● **Excerpted data**
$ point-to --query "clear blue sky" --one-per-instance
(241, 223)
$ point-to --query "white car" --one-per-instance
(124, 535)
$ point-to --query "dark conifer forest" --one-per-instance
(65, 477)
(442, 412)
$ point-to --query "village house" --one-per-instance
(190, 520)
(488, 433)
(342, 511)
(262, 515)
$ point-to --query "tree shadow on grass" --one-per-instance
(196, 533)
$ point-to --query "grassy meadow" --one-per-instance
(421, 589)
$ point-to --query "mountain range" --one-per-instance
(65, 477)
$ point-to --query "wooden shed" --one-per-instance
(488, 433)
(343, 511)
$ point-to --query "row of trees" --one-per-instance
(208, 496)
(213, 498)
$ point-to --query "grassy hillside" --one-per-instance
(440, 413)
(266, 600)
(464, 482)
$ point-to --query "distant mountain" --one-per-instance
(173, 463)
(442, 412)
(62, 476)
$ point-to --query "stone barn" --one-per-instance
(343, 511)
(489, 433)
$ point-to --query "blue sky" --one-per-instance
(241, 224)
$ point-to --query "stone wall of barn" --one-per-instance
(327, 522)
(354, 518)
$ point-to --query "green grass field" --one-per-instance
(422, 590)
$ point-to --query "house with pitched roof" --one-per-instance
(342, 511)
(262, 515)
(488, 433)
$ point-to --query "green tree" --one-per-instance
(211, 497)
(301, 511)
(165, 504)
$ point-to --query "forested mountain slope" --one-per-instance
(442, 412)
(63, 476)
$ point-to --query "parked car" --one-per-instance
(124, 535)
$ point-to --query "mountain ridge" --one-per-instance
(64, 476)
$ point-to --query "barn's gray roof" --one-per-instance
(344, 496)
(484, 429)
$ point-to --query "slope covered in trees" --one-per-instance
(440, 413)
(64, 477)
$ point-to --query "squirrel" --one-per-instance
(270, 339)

● **Your instructions**
From the listing above, reproduce all the lines exactly.

● **Written answer**
$ point-to --query "clear blue sky" --one-per-instance
(241, 223)
$ point-to --query "white car" --one-per-instance
(124, 535)
$ point-to --query "dark conifer forest" --one-per-instance
(65, 477)
(442, 412)
$ point-to --query "village house" --one-per-instance
(190, 520)
(488, 433)
(342, 511)
(262, 515)
$ point-to --query "tree shadow on grass" --one-per-instance
(196, 533)
$ point-to --query "grassy meadow" --one-per-instance
(421, 589)
$ point-to --query "mountain range" --one-per-instance
(65, 477)
$ point-to --query "wooden shed" --one-per-instance
(488, 433)
(343, 511)
$ point-to --query "row of trees" --one-per-instance
(208, 496)
(213, 498)
$ point-to --query "grassy hillside" --one-per-instance
(440, 413)
(266, 600)
(464, 482)
$ point-to --query "distant mountain" --one-per-instance
(173, 463)
(442, 412)
(62, 476)
$ point-to --query "stone barn" --one-per-instance
(343, 511)
(489, 433)
$ point-to --query "blue sky" --one-per-instance
(241, 224)
$ point-to --query "stone wall of barn" --one-per-instance
(327, 522)
(354, 518)
$ point-to --query "green grass field" --one-per-instance
(422, 590)
$ point-to --query "house with pitched roof" --one-per-instance
(342, 511)
(262, 515)
(488, 433)
$ point-to --query "green tree" --one-per-instance
(211, 497)
(301, 511)
(165, 504)
$ point-to --query "forested mountain slope" --one-per-instance
(442, 412)
(63, 476)
$ point-to --query "parked car" --one-per-instance
(124, 535)
$ point-to --query "mountain ridge" --one-per-instance
(64, 476)
$ point-to --query "barn's gray roof" --one-per-instance
(344, 496)
(484, 429)
$ point-to --query "slope covered in trees" --one-per-instance
(440, 413)
(64, 477)
$ point-to --query "squirrel" --one-per-instance
(270, 339)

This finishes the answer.